* _Exercise details_
Copy out the stretch from the start of the items through the line containing "657 151 768 321", reproducing each line without changes.

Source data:
=-=-=-=-=

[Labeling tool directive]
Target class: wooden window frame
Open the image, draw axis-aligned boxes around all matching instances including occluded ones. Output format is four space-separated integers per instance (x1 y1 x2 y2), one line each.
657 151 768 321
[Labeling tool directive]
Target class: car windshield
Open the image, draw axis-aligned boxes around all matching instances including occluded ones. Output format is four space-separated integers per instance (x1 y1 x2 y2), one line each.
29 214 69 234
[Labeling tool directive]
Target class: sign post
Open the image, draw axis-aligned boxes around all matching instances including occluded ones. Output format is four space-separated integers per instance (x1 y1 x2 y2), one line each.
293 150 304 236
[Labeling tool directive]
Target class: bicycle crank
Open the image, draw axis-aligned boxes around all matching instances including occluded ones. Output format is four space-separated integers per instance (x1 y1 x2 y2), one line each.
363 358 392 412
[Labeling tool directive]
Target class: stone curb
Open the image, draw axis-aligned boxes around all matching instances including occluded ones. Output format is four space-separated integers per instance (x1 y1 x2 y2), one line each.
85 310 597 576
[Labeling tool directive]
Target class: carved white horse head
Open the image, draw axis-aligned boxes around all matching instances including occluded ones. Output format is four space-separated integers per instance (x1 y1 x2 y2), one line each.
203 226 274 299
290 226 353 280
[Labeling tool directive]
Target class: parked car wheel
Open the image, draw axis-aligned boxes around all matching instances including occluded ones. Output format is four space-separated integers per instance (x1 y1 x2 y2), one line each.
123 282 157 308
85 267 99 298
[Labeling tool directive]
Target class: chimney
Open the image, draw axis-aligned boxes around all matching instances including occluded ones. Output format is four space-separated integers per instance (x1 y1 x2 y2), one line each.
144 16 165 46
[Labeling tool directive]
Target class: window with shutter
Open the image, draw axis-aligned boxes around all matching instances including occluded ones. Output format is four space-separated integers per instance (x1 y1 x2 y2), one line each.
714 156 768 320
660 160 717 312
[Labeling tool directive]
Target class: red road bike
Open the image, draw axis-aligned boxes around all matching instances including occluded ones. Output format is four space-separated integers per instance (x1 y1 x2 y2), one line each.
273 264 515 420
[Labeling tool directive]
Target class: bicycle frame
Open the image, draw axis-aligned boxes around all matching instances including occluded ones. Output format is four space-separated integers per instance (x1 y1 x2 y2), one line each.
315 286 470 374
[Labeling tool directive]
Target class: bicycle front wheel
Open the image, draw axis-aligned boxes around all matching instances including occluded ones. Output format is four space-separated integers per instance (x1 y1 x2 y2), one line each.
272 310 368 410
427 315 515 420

=-=-=-=-=

* _Answer to the task_
[Labeling tool directive]
Target class: wooden window frame
Open the image, draw axis-aligned boxes around all matching instances including occluded ones. Output format is four space-separated integers per instance (x1 y1 x2 y2), one line each.
657 151 768 321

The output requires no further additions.